PROBLEM:
Reproduce the records. Keep every word exact and include no images.

Named object pointing entries:
--

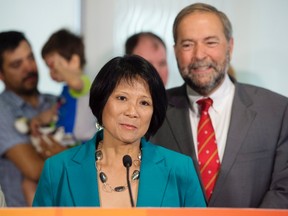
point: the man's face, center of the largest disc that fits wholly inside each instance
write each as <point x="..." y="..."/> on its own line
<point x="19" y="70"/>
<point x="155" y="53"/>
<point x="202" y="51"/>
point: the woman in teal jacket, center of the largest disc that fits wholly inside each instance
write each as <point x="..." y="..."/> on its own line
<point x="128" y="99"/>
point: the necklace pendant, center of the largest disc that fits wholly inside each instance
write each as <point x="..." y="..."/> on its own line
<point x="136" y="175"/>
<point x="119" y="188"/>
<point x="98" y="155"/>
<point x="103" y="177"/>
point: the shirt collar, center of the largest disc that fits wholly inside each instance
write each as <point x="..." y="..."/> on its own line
<point x="223" y="91"/>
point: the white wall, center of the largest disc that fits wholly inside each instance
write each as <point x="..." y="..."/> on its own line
<point x="38" y="19"/>
<point x="260" y="33"/>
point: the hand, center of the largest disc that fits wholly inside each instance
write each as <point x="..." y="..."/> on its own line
<point x="49" y="146"/>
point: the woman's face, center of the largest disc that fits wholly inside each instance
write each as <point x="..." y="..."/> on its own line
<point x="128" y="112"/>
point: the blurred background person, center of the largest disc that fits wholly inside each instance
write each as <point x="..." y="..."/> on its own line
<point x="2" y="198"/>
<point x="21" y="98"/>
<point x="151" y="47"/>
<point x="64" y="54"/>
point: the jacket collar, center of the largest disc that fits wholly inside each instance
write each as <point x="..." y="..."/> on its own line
<point x="154" y="175"/>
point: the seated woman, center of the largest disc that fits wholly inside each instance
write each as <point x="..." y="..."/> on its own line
<point x="128" y="99"/>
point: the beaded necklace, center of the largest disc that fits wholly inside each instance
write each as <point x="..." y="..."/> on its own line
<point x="104" y="178"/>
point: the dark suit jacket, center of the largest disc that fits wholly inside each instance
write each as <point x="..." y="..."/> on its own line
<point x="254" y="170"/>
<point x="167" y="179"/>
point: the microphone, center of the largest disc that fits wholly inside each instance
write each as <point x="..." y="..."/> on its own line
<point x="127" y="162"/>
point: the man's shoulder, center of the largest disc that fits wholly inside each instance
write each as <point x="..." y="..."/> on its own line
<point x="259" y="93"/>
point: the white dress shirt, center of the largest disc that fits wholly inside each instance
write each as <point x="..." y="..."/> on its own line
<point x="220" y="113"/>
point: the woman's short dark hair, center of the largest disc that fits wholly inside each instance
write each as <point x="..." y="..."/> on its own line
<point x="129" y="68"/>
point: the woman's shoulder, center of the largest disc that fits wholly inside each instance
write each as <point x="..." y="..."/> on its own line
<point x="73" y="152"/>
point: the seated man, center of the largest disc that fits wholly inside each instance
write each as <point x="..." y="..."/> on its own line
<point x="152" y="48"/>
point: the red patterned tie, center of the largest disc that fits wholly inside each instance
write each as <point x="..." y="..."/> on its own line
<point x="208" y="157"/>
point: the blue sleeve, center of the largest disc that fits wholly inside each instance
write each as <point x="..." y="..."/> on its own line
<point x="44" y="194"/>
<point x="193" y="194"/>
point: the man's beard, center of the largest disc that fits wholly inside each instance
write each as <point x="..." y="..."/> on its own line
<point x="215" y="80"/>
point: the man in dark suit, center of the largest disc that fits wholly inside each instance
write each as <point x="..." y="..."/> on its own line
<point x="250" y="123"/>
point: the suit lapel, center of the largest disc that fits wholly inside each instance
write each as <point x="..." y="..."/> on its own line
<point x="83" y="172"/>
<point x="179" y="122"/>
<point x="241" y="120"/>
<point x="153" y="178"/>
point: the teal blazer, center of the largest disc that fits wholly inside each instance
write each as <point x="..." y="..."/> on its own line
<point x="167" y="179"/>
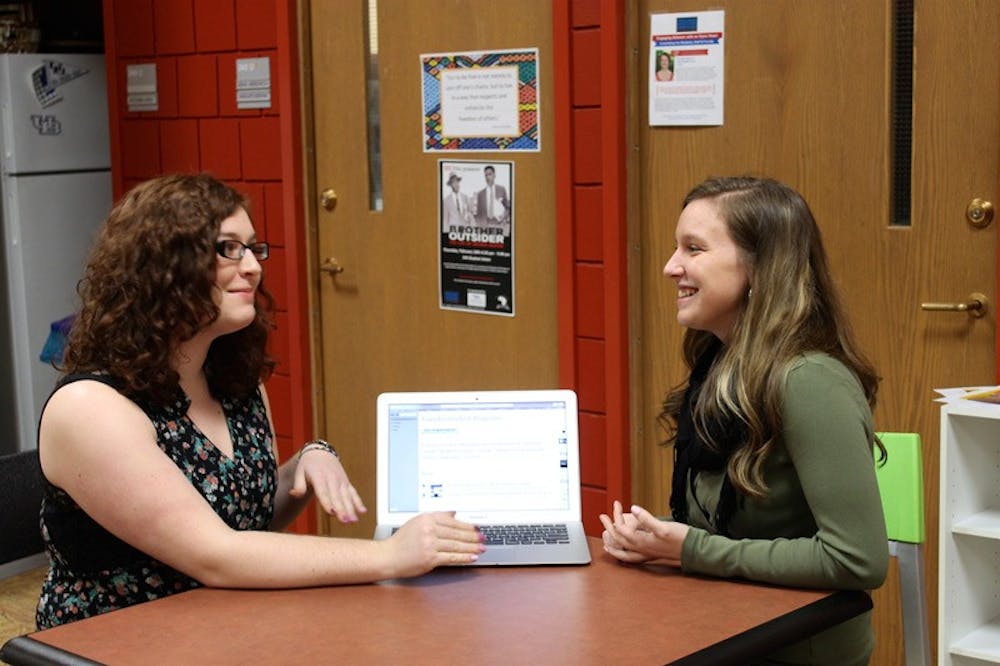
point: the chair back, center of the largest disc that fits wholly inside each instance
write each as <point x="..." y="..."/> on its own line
<point x="20" y="504"/>
<point x="901" y="484"/>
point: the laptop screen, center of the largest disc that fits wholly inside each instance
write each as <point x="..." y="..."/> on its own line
<point x="480" y="453"/>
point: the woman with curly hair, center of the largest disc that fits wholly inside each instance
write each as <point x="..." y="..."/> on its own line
<point x="774" y="477"/>
<point x="157" y="445"/>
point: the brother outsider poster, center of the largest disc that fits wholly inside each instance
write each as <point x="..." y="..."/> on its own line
<point x="476" y="223"/>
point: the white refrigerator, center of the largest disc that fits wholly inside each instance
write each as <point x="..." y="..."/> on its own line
<point x="55" y="190"/>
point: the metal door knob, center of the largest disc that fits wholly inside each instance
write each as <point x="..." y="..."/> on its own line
<point x="976" y="305"/>
<point x="328" y="199"/>
<point x="331" y="266"/>
<point x="979" y="213"/>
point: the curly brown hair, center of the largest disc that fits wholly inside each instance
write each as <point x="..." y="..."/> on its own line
<point x="147" y="288"/>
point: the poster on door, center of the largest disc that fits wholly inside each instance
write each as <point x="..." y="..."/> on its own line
<point x="686" y="63"/>
<point x="480" y="101"/>
<point x="476" y="225"/>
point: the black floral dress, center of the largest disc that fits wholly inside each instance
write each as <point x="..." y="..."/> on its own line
<point x="91" y="571"/>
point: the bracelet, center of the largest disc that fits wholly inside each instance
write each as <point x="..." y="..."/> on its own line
<point x="318" y="444"/>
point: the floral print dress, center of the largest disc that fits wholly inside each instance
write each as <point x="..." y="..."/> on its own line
<point x="91" y="571"/>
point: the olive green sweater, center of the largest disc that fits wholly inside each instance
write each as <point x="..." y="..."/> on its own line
<point x="821" y="525"/>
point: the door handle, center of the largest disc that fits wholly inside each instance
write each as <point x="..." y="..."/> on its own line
<point x="328" y="198"/>
<point x="976" y="305"/>
<point x="331" y="266"/>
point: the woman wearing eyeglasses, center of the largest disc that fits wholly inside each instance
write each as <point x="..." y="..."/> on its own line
<point x="157" y="445"/>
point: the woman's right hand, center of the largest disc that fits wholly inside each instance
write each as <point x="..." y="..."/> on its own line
<point x="431" y="540"/>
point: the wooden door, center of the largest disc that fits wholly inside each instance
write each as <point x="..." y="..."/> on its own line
<point x="808" y="100"/>
<point x="379" y="320"/>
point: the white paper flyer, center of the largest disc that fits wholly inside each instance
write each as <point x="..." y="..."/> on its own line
<point x="686" y="65"/>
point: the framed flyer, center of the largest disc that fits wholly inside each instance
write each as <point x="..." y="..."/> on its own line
<point x="482" y="101"/>
<point x="476" y="225"/>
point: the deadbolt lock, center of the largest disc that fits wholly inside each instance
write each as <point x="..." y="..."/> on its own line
<point x="979" y="213"/>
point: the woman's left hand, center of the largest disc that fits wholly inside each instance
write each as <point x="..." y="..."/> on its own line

--

SOLUTION TO THIS EXERCISE:
point: the man's face, center of the largest disc that fits wholly inside each instance
write each as <point x="..." y="..."/> on its own line
<point x="19" y="70"/>
<point x="155" y="53"/>
<point x="202" y="51"/>
point: the woman in teal jacket, center of the largest disc that fits wholly inside each instance
write each as <point x="..." y="..."/> on its own line
<point x="128" y="99"/>
point: the necklace pendant, center of the largest disc that fits wholly inside each instance
write each as <point x="..." y="..."/> on its own line
<point x="136" y="175"/>
<point x="119" y="188"/>
<point x="98" y="155"/>
<point x="103" y="177"/>
point: the shirt collar, center of the largest disc that fits wholly inside each instance
write each as <point x="..." y="..."/> on its own line
<point x="223" y="91"/>
point: the white wall, center of the largest disc that fits wholly inside each instance
write each as <point x="..." y="..."/> on its own line
<point x="38" y="19"/>
<point x="260" y="33"/>
point: the hand, center of the largest disc that fits wholly inside each instance
write each as <point x="..." y="..."/> on its own line
<point x="49" y="146"/>
point: the woman's face, center of the largest disc that fits wholly inside each instance
write each as <point x="..." y="..."/> on its own line
<point x="128" y="112"/>
point: the blurred background person, center of the largest disc that fits wholly inside each instance
write each as <point x="..." y="..."/> on its own line
<point x="2" y="198"/>
<point x="21" y="98"/>
<point x="151" y="47"/>
<point x="64" y="54"/>
point: the jacket collar, center of the largest disc that fits wholly inside each instance
write each as <point x="..." y="..."/> on its own line
<point x="154" y="175"/>
point: the seated woman, center of the largest disc that fits wholly inside each instance
write each as <point x="..." y="..."/> on its own line
<point x="128" y="99"/>
point: the beaded necklace, center of the largest disc that fits wholly inside each instance
write each as <point x="..." y="..."/> on its own line
<point x="104" y="178"/>
point: the dark suit jacket, center of the largest disc that fits wholly inside each instance
write each as <point x="..." y="..."/> on its own line
<point x="254" y="170"/>
<point x="167" y="179"/>
point: the microphone, center of the largest disc that fits wholly inside each instance
write each as <point x="..." y="..."/> on its own line
<point x="127" y="162"/>
point: the man's shoulder, center of the largest disc that fits wholly inside each instance
write each as <point x="..." y="..."/> on its own line
<point x="259" y="93"/>
point: the white dress shirt, center of the largest disc that fits wholly inside each instance
write each as <point x="..." y="..."/> on its own line
<point x="220" y="113"/>
point: the woman's short dark hair, center of the largest disc that fits wholly inside each instance
write each as <point x="..." y="..."/> on its own line
<point x="129" y="68"/>
point: the woman's shoulder, center of the largest disc that fits wholly inside each instance
write each as <point x="..." y="..."/> on its own line
<point x="73" y="152"/>
point: the seated man, center of the largest disc that fits wholly inside each instance
write each as <point x="..." y="..."/> on its own line
<point x="152" y="48"/>
point: the red patterned tie, center of the largest disc that fits wholly inside each instance
write each as <point x="..." y="..."/> on its own line
<point x="208" y="157"/>
point: the blue sleeve, center of the largest disc that fits wholly inside each instance
write each as <point x="..." y="..."/> on its own line
<point x="44" y="194"/>
<point x="193" y="194"/>
point: the man's beard, center of the largest disc that fits wholly inside each instance
write each as <point x="..." y="..."/> on its own line
<point x="215" y="80"/>
point: the man in dark suit, center of the largest disc that fits wholly inside each instance
write each as <point x="..." y="..."/> on its own line
<point x="250" y="123"/>
point: the suit lapel, center of the largest disc that fits wholly inside each instance
write each as <point x="..." y="..."/> on its own line
<point x="83" y="172"/>
<point x="179" y="122"/>
<point x="241" y="120"/>
<point x="153" y="178"/>
point: the teal blazer, center of the largest disc that fits wholly inside each instance
write each as <point x="..." y="..."/> on its own line
<point x="167" y="179"/>
point: the chair back, center of the largest disc that fits wholly inside each instance
write each as <point x="..." y="..."/> on its own line
<point x="20" y="504"/>
<point x="901" y="484"/>
point: the laptop screen, center of the largest disc that fits wholly inside each instance
write each as <point x="..." y="..."/> on its own line
<point x="480" y="453"/>
point: the woman with curly hair, center of the largest disc that fits wholly inside each instance
write each as <point x="..." y="..."/> on its own line
<point x="774" y="477"/>
<point x="157" y="445"/>
point: the brother outsider poster, center of the largest disc that fits wholly inside each instance
write each as <point x="..." y="..."/> on its own line
<point x="476" y="223"/>
point: the white refrigerator, center of the largest disc that fits wholly inside each instance
write each as <point x="..." y="..."/> on its own line
<point x="55" y="190"/>
point: the metal door knob, center of the largest disc that fits wholly inside each instance
write each as <point x="..." y="..."/> on its own line
<point x="976" y="305"/>
<point x="328" y="199"/>
<point x="331" y="266"/>
<point x="979" y="213"/>
point: the curly brown hair, center of the largest disc that fits wholly inside each instance
write each as <point x="..." y="..."/> on its own line
<point x="147" y="288"/>
point: the poster on door, center of the largest disc that fits wholly inside each instance
write each as <point x="..." y="..."/> on its own line
<point x="686" y="63"/>
<point x="480" y="101"/>
<point x="476" y="225"/>
point: the black floral dress, center of the largest disc that fits wholly inside each instance
write each as <point x="..." y="..."/> on its own line
<point x="91" y="571"/>
point: the bracelet, center of the largest disc that fits wholly inside each instance
write each as <point x="..." y="..."/> on its own line
<point x="318" y="444"/>
point: the floral print dress, center of the largest disc that fits wholly inside each instance
write each as <point x="..." y="..."/> on its own line
<point x="91" y="571"/>
point: the olive green sweater, center of the largest disc that fits wholly inside each instance
write each as <point x="..." y="..."/> on its own line
<point x="821" y="525"/>
point: the door handle, center of the largest disc that fits wholly inside each instance
write each as <point x="..." y="..."/> on its own line
<point x="328" y="198"/>
<point x="976" y="305"/>
<point x="331" y="266"/>
point: the woman wearing eyeglasses, center of the largest disc that fits wholly inside each instance
write each as <point x="..." y="..."/> on its own line
<point x="157" y="445"/>
point: the woman's right hand, center of the largest disc that fits wholly inside each instance
write each as <point x="..." y="..."/> on its own line
<point x="431" y="540"/>
point: the wooden door, center of the largest disc that fits wholly inside each instance
write each as <point x="..." y="..."/> on its own line
<point x="808" y="100"/>
<point x="379" y="320"/>
point: the white paper flyer, center of the largest disc that fits wholly inside each instance
write each as <point x="..." y="..."/> on its own line
<point x="686" y="65"/>
point: the framed flyer, center of the largest disc that fits wholly inside each instance
write each as <point x="..." y="..."/> on its own line
<point x="482" y="101"/>
<point x="476" y="225"/>
point: the deadbolt lock, center of the largest disc that fits wholly inside each instance
write each as <point x="..." y="..."/> on its own line
<point x="979" y="213"/>
point: the woman's left hand, center of the largest disc that fits wholly inside each instance
write each as <point x="..." y="..."/> on its own line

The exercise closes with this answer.